--- Start of PROVIDED ENTRIES ---

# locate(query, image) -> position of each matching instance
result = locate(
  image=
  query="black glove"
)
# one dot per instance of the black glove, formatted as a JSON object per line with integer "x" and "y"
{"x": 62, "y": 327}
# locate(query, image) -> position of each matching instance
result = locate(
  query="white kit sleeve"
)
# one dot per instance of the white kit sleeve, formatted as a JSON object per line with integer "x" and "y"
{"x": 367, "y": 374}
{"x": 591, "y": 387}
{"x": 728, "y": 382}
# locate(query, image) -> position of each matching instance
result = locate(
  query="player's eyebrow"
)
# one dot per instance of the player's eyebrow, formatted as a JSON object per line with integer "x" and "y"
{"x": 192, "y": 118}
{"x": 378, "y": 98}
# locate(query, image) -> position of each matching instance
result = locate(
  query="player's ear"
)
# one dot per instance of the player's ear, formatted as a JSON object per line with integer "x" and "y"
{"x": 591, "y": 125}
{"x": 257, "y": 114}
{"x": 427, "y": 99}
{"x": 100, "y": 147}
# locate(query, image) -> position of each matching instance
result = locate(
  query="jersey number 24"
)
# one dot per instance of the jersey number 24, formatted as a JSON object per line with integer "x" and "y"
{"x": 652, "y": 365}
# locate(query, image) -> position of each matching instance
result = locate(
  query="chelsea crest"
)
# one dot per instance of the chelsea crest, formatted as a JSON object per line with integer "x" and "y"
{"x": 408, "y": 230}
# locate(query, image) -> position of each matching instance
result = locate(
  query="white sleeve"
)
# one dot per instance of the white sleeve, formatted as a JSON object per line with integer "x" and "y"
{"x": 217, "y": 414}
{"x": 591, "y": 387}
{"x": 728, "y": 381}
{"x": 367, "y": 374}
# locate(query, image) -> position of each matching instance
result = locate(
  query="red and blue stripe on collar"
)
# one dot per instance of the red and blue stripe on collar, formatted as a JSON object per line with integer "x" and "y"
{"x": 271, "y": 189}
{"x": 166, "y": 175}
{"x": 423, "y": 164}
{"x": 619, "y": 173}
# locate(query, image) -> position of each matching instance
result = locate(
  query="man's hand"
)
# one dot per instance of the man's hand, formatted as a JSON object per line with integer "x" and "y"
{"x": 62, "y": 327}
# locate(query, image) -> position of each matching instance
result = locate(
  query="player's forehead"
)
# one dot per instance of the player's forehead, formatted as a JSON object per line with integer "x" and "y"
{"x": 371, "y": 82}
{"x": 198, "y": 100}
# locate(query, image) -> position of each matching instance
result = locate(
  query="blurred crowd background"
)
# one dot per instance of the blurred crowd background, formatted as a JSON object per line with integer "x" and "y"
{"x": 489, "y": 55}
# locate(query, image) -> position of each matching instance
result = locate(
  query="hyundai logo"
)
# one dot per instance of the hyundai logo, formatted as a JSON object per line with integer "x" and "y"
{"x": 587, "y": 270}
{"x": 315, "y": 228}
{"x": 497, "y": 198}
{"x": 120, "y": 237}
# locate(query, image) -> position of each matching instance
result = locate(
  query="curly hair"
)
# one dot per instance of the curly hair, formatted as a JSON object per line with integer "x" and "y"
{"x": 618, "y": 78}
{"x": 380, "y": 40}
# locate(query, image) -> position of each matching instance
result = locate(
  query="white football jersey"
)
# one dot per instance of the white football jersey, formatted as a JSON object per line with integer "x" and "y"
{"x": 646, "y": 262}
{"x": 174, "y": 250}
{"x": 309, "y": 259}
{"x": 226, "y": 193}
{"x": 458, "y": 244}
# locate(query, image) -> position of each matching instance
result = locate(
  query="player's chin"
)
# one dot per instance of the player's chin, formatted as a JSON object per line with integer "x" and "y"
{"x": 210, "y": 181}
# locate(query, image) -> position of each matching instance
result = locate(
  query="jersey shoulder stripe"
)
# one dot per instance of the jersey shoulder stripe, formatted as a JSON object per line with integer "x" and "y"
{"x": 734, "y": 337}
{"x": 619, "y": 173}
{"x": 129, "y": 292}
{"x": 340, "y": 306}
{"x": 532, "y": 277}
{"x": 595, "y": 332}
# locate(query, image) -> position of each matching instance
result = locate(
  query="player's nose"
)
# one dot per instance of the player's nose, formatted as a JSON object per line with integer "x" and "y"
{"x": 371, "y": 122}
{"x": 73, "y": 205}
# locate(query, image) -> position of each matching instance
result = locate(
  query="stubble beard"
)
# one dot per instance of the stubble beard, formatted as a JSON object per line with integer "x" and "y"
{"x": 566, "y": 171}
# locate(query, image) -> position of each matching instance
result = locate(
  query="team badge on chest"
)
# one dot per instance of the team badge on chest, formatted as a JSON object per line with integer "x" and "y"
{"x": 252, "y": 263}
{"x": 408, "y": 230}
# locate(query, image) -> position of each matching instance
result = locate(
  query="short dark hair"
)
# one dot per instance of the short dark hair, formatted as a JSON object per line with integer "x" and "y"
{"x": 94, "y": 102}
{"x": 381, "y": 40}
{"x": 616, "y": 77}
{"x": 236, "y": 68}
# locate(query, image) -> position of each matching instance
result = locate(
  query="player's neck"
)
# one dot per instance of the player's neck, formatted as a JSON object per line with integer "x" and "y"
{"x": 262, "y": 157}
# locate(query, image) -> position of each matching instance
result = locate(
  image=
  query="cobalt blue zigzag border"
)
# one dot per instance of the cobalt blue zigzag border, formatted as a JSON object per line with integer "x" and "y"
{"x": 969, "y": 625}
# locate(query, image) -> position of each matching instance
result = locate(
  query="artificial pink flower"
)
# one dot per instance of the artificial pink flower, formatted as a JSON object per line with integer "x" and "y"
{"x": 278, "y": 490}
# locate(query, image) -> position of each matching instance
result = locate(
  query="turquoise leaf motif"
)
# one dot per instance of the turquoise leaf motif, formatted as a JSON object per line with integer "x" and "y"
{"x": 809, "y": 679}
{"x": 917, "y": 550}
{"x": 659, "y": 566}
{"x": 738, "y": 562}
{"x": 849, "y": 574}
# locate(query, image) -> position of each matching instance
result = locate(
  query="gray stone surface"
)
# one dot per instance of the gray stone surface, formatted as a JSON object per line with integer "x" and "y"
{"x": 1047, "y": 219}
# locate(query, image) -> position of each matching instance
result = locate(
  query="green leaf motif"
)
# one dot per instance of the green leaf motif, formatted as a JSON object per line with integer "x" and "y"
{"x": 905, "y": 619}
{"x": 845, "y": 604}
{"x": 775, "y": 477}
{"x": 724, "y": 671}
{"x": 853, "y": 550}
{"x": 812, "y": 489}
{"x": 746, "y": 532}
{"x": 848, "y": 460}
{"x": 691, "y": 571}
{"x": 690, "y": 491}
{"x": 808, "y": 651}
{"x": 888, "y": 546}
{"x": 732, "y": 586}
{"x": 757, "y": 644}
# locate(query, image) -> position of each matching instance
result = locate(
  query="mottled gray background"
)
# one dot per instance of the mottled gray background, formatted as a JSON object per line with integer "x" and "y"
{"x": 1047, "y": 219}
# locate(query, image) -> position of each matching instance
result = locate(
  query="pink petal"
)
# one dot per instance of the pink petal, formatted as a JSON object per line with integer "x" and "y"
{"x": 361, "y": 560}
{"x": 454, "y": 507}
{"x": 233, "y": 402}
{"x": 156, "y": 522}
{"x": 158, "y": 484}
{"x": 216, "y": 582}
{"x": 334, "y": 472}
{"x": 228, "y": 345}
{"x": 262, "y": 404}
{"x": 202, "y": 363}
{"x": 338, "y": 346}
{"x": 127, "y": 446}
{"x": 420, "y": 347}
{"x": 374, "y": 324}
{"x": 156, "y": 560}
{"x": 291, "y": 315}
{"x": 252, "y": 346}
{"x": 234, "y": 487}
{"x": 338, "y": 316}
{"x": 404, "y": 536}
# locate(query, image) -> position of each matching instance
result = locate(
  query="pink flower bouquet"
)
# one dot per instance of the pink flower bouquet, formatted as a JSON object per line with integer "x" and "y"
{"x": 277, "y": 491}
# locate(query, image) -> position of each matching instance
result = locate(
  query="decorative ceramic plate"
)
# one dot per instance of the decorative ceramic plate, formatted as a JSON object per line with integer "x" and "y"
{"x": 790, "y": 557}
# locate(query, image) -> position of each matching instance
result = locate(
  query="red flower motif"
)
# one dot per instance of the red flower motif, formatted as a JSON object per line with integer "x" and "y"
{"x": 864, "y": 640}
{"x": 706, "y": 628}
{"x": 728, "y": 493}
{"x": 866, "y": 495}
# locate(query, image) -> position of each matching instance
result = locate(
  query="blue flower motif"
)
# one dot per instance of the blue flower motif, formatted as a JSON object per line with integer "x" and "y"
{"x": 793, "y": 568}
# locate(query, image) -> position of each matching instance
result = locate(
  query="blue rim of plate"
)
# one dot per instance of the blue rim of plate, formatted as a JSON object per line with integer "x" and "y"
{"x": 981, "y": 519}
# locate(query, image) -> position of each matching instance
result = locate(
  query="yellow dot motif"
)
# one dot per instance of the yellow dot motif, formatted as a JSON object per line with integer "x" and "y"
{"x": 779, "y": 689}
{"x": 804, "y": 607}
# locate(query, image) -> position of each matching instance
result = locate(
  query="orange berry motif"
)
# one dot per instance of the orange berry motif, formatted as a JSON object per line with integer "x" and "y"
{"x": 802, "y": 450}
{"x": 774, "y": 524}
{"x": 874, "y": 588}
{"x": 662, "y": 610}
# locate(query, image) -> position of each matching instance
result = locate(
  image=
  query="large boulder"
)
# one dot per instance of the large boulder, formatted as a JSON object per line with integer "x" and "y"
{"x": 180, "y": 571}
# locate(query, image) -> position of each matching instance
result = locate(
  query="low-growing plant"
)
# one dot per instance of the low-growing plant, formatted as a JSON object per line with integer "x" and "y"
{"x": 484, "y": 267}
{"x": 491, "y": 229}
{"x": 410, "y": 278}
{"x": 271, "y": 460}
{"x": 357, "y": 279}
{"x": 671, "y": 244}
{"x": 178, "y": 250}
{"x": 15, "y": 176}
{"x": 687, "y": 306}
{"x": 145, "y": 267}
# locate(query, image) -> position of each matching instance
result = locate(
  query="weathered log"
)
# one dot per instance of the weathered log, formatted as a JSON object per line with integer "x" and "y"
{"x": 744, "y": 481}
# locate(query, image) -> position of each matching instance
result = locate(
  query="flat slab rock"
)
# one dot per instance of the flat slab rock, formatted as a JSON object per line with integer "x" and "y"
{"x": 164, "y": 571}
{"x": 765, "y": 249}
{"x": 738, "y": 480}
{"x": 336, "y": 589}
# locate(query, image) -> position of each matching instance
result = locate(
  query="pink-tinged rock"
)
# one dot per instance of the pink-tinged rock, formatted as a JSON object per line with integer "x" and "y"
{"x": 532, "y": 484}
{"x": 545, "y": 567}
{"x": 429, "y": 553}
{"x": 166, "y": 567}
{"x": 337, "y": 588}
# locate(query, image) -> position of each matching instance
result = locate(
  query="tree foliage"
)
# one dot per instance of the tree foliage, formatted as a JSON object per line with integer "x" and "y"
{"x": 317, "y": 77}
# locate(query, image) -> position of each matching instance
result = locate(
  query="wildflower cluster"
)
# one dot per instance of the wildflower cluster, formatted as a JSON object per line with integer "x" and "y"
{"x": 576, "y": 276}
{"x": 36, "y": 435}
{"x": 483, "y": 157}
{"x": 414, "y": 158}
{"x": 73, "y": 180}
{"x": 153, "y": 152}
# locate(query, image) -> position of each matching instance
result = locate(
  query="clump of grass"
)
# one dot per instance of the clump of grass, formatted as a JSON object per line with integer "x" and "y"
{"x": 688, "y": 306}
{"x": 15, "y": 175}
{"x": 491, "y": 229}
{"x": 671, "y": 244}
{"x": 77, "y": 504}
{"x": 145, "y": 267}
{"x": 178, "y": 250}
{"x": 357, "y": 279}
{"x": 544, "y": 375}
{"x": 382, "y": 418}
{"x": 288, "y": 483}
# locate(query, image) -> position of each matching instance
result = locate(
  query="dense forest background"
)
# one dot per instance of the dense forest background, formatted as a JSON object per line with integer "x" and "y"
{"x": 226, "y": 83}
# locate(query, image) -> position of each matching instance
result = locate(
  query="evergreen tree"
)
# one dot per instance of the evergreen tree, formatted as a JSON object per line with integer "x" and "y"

--- End of PROVIDED ENTRIES ---

• **AIM OF THE EXERCISE**
Pull out every line of the records above that holds the word "growing", and treat uppercase and lowercase as different.

• **EXERCISE RESPONSE**
  query="low-growing plant"
# one dot per instance of the low-growing plant, formatted as a JSON object per line with integer "x" and "y"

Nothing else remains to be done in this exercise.